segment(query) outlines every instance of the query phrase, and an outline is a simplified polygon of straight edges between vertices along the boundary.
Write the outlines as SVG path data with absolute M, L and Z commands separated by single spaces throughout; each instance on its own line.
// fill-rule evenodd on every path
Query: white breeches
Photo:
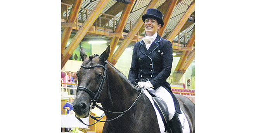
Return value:
M 156 90 L 152 88 L 148 88 L 149 91 L 155 96 L 163 99 L 167 105 L 168 111 L 169 112 L 169 120 L 171 120 L 175 113 L 175 107 L 173 97 L 171 94 L 163 87 L 160 86 Z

•••

■ **WORK REQUIRED**
Repeat everything in the records from the start through the line containing "Query: white breeches".

■ **SOLUTION FOR THIS EXERCISE**
segment(query) outlines every instance of the query phrase, and an outline is a simplified polygon of straight edges between vertices along the boundary.
Write the outlines as SVG path data with absolute M, L and Z commands separated by single spaces throughout; each instance on its own line.
// fill-rule evenodd on every path
Query: white breeches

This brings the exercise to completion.